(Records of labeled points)
[start]
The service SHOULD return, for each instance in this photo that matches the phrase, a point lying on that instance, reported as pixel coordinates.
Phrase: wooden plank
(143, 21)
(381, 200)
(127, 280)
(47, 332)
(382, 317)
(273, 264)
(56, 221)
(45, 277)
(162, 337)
[end]
**Stated problem:** Can you convert all the rows above into a numbered list and leave out any blank lines?

**Answer for the task:**
1. The service SHOULD return, for each instance in this photo that matches the phrase, a point lying on that instance, reported as pixel coordinates.
2. Phrase: wooden plank
3. (143, 21)
4. (381, 200)
5. (127, 280)
6. (47, 332)
7. (382, 317)
8. (273, 264)
9. (56, 221)
10. (45, 277)
11. (162, 337)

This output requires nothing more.